» Your task: Only one portion of the data is to be written out: from the line bearing "Target: white awning" through the line bearing "Target: man standing on pavement". Write it exactly as it appears.

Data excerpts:
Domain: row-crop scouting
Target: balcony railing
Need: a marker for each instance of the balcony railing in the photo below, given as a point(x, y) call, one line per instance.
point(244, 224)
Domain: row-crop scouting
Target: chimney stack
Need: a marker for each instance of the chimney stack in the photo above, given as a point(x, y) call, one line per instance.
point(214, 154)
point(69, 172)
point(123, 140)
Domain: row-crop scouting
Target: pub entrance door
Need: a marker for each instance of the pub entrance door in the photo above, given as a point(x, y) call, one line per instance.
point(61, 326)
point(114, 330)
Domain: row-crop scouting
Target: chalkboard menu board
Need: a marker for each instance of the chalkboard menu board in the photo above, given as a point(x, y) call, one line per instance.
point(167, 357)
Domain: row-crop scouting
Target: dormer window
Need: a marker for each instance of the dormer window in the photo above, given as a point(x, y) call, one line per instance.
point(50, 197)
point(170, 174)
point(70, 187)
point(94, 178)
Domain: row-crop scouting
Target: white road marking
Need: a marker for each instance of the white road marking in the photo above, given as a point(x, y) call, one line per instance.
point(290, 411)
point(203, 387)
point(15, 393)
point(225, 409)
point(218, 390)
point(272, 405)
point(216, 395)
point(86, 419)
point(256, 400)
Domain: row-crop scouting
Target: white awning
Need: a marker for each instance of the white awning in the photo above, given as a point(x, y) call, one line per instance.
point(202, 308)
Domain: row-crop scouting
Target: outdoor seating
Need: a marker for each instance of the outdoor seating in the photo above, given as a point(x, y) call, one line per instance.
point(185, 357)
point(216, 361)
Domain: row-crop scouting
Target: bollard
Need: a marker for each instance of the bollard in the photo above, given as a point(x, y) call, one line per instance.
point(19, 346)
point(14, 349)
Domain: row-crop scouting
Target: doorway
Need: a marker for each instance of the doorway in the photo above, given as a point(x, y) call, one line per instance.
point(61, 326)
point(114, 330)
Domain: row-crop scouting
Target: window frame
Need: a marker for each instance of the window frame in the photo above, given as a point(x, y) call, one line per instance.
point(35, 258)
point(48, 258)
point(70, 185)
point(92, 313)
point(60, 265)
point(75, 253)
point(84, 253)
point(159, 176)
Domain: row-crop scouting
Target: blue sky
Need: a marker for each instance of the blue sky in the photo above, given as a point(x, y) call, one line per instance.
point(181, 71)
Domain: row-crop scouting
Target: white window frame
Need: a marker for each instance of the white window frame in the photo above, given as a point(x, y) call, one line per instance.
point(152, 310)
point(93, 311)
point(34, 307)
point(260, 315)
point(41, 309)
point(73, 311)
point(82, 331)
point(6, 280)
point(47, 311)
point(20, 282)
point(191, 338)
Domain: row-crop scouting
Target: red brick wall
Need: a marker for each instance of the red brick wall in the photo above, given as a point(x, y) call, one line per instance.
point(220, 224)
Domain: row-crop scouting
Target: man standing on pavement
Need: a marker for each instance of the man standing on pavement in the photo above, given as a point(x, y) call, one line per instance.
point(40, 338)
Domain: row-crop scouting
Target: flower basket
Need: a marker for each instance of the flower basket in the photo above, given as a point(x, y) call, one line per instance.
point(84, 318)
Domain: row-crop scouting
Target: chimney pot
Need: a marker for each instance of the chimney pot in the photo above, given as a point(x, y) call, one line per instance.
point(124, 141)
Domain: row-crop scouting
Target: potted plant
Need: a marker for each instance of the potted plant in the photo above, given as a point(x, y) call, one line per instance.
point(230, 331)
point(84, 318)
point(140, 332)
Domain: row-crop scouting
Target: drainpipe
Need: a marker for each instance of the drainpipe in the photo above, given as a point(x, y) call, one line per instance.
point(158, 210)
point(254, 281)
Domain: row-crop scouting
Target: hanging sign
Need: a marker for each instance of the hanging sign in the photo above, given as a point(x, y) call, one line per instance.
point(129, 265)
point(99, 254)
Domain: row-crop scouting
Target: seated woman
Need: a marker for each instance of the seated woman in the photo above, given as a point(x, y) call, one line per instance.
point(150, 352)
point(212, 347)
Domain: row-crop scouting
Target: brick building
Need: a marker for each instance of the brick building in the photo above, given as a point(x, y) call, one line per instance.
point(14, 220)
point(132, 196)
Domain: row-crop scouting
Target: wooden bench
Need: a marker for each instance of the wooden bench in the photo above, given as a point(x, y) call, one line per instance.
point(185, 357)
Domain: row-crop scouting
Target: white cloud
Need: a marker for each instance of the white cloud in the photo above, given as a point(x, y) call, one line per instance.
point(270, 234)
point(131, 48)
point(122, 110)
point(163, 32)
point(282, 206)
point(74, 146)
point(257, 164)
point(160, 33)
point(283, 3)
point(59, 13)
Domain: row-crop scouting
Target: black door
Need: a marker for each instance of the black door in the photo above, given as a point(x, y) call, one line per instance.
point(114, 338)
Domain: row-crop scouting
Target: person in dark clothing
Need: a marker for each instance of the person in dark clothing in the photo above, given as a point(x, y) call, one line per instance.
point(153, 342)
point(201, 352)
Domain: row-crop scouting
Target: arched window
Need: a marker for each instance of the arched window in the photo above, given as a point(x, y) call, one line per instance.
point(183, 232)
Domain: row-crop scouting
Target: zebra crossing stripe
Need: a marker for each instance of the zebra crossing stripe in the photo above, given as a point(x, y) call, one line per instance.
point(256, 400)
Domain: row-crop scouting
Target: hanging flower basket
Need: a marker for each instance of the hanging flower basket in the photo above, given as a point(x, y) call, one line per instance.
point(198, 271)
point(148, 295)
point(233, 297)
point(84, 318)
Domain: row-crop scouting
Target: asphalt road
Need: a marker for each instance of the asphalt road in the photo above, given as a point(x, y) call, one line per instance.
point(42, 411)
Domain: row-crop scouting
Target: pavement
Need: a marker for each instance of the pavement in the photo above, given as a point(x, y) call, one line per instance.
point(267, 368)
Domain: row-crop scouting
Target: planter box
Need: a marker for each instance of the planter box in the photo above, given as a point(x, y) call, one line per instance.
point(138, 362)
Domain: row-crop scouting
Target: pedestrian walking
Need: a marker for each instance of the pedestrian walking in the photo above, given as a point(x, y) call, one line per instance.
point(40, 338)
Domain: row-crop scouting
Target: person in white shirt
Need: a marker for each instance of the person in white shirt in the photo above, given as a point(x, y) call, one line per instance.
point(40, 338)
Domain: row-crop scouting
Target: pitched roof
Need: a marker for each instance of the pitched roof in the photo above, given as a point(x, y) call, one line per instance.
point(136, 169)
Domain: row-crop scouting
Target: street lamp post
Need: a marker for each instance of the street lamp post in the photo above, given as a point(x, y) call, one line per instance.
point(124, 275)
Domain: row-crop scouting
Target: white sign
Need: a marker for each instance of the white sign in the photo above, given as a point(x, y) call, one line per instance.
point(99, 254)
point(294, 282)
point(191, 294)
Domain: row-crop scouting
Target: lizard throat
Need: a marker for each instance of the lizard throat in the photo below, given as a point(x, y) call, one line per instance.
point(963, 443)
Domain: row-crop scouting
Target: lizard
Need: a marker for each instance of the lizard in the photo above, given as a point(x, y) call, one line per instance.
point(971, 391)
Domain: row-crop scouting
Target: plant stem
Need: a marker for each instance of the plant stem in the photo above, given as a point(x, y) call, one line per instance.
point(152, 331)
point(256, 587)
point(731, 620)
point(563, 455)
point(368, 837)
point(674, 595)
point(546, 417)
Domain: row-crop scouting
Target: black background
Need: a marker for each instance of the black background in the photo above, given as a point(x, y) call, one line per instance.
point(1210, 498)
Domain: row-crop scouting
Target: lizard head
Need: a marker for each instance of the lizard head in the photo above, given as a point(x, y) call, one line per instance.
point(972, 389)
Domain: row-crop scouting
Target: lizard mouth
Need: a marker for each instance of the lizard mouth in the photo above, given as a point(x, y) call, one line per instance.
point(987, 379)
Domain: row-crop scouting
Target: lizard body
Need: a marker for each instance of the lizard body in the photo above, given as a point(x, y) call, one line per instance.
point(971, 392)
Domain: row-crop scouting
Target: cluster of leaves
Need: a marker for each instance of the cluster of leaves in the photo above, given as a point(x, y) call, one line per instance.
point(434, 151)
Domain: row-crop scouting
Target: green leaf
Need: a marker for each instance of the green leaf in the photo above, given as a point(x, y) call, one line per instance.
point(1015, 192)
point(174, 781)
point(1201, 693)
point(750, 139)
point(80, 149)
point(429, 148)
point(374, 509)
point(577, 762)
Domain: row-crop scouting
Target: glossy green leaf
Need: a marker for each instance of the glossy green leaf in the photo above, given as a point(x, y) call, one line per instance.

» Written solution:
Target: white awning
Need: a marker for each instance of the white awning in the photo above, given as a point(x, y) call, one line per instance.
point(202, 308)
Domain: row-crop scouting
Target: outdoor seating
Need: a marker for each instance of the outdoor seating in the photo above, given as a point(x, y) call, one line per instance.
point(185, 357)
point(216, 361)
Domain: row-crop scouting
Target: bollard
Need: a marker for each instance of the bollard in the photo above, given as a point(x, y) call, one line per instance.
point(19, 346)
point(14, 349)
Domain: row-crop scouting
Target: doorway
Need: a marker for each instance of the doorway in the photo above, given as a point(x, y) call, one line per instance.
point(61, 326)
point(114, 330)
Domain: row-crop scouting
Target: window frame
Need: a marker for each instance of the window frame in the photo above, given as a point(x, y) call, one line per instance.
point(35, 258)
point(48, 258)
point(70, 185)
point(92, 313)
point(60, 265)
point(75, 253)
point(84, 253)
point(159, 176)
Domain: row-crop scouting
Target: blue sky
Need: a marker for each instance of the blue sky in the photo above, given as a point(x, y) call, one line per instance.
point(181, 71)
Domain: row-crop scouting
Target: white window frame
Need: a marker for each instance of the white window frame in the photo above, given as a point(x, y) call, one line per instance.
point(152, 310)
point(93, 311)
point(34, 307)
point(260, 315)
point(41, 309)
point(73, 311)
point(82, 331)
point(6, 280)
point(47, 311)
point(20, 282)
point(191, 338)
Domain: row-crop scouting
Target: red brick wall
Need: a marker for each instance of the red brick wall in the photo above, given as a point(x, y) call, one line per instance.
point(220, 224)
Domain: row-crop scouting
Target: man standing on pavement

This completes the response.